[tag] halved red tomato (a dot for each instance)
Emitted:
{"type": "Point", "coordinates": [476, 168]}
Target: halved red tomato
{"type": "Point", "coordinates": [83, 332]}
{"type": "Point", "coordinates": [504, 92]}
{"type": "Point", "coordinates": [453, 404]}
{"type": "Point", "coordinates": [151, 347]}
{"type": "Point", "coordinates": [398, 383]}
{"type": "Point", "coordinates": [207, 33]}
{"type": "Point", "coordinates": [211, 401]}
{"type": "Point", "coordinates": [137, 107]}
══════════
▸ **Directions for this task**: Reproduce the full set of records precisely.

▸ **Correct output**:
[tag] halved red tomato (a dot for each instance)
Emitted:
{"type": "Point", "coordinates": [476, 168]}
Target: halved red tomato
{"type": "Point", "coordinates": [83, 332]}
{"type": "Point", "coordinates": [504, 92]}
{"type": "Point", "coordinates": [453, 404]}
{"type": "Point", "coordinates": [151, 347]}
{"type": "Point", "coordinates": [398, 383]}
{"type": "Point", "coordinates": [207, 33]}
{"type": "Point", "coordinates": [211, 401]}
{"type": "Point", "coordinates": [137, 107]}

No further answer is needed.